___ BAGIAN TEKS ___
Haru ada kerja sama dan bantu membantu antara pengarang dan ahli mimbar, antara lidah dan tinta. Masyarakat membutuhkan kedua-duanya. Kuping dan mata meminta pelayanan yang seimbang.

Publikasi dan ceramah harus ada tali yang mengikat, bekerja sama, kuat-menguatkan, bantu-membantu.

Bagaimana kita akan membentuk anak-anak kita yang menjadi Muslim yang baik, tha’at dan patuh kepada agamanya, jikalau mereka kita biarkan membaca majalah-majalah cabul dan buku-buku komik yang meruntuhkan moral secara berangsur.

Jikalau para juru Da’wah dan Muballigh disegala tempat membahas pula kepentingan bacaan, kepentingan publikasi sebagai alat perjuangan Da’wah, tidak akan ada penerbitan Islam yang megap-megap hidupnya, hidup antara Senin dan Kamis.

Jikalau kita suka meneliti saksama penerbitan Islam dengan penerbitan luar Islam, ditanah Islam ini Ummat Islam jauh ketinggalan. Pengarang-pengarang tua telah mundur seorang demi seorang, ada yang telah wafat dan ada pula yang telah patah penanya. Pengarang-pengarang muda yang berbakat dan berwatak sulit berkembangnya, karena mereka tahu karyanya kurang dihargai, honorarium yang diterima tidak seimbang dengan harga buku yang dibaca untuk membuat suatu karangan.

Jika ada pengarang idealistis Muslim yang dapat mengumpulkan dana dari sana sini, mengemis mengharapkan bantuan sisa kenyang dari kaum yang senang, dan hasilnya dapat menerbitkan majalah bulanan, paling lama majalah itu terbit hanya setahun penuh, tahun kedua berhenti.

Sudah berapa jumlahnya majallah islam yang mengalami nasib yang demikian itu.
___
DESKRIPSI TUGAS: Dalam teks tentang penerbitan Islam di atas, paling lama berapa lama majalah bulanan yang diterbitkan pengarang idealistis Muslim bisa bertahan?
___ INFORMASI YANG DIBERIKAN ___
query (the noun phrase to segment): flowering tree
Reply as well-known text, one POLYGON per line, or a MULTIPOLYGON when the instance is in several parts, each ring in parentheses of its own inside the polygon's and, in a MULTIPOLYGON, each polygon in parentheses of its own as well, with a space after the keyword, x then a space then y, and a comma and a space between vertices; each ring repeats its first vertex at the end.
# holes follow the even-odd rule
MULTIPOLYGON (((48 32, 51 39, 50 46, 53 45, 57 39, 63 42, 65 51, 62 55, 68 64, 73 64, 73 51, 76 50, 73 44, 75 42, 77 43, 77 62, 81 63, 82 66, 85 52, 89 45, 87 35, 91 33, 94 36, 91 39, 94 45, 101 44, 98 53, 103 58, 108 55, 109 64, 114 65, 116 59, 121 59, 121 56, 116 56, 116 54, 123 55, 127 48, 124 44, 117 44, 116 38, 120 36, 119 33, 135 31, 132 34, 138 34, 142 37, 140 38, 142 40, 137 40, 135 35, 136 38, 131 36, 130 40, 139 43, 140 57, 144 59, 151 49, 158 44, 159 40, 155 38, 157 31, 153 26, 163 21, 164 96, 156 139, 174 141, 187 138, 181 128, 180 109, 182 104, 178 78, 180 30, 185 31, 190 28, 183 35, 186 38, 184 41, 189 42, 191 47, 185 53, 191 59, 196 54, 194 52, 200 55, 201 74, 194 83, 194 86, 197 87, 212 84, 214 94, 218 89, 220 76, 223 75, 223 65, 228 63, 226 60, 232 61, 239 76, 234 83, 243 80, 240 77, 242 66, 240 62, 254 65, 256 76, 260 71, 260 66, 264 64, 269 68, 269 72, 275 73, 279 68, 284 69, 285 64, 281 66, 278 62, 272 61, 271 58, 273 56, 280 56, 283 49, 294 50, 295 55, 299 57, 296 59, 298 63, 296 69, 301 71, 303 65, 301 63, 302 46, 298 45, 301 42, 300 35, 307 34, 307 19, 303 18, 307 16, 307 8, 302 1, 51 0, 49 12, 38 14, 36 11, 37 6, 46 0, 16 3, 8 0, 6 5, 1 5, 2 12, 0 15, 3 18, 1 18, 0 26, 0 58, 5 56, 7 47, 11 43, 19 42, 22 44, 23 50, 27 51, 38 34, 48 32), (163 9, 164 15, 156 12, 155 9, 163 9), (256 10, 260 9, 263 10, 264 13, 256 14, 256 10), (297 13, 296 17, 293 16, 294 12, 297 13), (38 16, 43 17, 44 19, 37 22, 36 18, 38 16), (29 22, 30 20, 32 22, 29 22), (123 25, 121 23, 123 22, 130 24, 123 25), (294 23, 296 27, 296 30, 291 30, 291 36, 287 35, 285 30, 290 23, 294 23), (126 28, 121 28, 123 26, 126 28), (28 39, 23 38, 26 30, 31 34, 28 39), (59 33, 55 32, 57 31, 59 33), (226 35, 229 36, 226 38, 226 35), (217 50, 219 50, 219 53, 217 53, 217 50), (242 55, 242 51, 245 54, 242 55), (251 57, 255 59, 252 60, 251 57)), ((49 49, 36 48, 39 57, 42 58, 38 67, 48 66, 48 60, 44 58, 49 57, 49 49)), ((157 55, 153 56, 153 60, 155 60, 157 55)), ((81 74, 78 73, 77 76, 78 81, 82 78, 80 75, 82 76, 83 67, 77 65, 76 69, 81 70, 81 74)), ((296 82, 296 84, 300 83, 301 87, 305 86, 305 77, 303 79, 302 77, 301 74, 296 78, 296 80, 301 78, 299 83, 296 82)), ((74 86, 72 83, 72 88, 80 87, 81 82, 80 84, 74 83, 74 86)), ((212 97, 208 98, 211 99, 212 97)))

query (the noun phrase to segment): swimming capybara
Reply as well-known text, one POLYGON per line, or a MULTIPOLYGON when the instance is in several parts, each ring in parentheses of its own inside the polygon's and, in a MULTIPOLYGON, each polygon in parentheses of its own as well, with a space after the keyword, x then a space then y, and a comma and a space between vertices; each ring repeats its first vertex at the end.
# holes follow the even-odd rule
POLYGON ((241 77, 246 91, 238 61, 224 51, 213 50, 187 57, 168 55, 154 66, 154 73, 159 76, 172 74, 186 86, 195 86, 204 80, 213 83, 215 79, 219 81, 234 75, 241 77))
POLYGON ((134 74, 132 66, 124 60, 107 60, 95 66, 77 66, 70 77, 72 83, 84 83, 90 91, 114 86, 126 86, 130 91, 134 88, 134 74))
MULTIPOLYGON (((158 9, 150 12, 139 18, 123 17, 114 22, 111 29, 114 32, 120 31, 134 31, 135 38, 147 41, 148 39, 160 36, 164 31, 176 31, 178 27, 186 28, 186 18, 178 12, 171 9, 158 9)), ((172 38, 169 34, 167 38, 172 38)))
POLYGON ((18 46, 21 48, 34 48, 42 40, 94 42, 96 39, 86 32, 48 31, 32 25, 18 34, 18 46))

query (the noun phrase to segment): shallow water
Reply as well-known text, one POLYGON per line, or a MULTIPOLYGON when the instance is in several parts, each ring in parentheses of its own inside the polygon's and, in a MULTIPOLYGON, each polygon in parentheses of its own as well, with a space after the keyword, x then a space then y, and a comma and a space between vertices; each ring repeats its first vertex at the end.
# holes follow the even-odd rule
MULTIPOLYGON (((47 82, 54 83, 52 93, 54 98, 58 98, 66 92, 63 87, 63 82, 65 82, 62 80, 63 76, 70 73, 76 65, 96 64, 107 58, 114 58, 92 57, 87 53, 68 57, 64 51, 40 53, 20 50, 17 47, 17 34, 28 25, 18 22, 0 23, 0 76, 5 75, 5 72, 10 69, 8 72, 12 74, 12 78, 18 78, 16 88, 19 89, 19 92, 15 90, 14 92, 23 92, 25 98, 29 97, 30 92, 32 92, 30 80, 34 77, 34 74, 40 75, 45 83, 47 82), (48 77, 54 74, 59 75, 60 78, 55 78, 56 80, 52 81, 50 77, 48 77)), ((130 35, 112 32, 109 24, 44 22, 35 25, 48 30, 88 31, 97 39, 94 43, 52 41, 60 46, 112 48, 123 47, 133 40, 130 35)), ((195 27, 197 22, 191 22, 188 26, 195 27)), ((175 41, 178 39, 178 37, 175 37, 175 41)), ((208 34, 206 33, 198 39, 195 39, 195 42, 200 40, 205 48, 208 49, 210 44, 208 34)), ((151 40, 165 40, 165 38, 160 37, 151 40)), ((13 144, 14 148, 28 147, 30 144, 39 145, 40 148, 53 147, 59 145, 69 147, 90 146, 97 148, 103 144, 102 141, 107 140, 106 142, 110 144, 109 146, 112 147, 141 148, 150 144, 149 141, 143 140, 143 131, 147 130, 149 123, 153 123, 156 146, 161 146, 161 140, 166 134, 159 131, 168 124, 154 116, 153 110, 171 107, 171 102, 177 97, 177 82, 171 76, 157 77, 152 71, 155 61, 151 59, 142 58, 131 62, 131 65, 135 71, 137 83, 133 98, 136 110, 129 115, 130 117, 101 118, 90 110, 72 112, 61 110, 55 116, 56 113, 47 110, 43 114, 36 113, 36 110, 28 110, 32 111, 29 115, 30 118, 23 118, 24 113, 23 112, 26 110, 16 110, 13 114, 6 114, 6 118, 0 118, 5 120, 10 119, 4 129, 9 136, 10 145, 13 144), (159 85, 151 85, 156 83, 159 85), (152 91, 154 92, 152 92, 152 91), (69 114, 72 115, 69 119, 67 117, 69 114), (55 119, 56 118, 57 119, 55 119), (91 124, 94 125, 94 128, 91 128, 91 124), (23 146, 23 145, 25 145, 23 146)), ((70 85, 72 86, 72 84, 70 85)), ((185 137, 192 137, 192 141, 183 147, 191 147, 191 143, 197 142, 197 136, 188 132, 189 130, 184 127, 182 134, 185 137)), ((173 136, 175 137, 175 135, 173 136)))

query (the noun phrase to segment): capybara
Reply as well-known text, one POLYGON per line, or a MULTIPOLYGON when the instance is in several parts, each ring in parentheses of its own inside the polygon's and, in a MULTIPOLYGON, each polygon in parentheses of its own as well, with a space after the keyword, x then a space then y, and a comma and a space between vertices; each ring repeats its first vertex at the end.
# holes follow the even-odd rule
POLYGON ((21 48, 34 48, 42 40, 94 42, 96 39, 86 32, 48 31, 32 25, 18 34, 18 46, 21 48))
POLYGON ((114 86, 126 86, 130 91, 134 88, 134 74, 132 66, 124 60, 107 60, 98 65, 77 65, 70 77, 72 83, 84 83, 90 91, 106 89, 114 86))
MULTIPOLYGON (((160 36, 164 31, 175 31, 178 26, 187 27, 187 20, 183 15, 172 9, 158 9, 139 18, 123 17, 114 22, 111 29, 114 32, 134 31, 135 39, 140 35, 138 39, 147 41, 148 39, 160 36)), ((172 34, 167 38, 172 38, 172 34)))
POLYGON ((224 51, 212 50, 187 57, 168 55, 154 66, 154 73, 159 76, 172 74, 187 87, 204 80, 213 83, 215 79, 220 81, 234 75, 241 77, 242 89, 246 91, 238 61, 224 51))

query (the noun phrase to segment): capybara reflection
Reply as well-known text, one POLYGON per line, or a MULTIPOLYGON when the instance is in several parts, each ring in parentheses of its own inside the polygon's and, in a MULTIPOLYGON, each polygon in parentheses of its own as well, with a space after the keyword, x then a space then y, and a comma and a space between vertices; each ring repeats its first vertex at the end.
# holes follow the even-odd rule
___
JAWABAN LATIHAN: Paling lama hanya setahun penuh, dan pada tahun kedua majalah itu berhenti.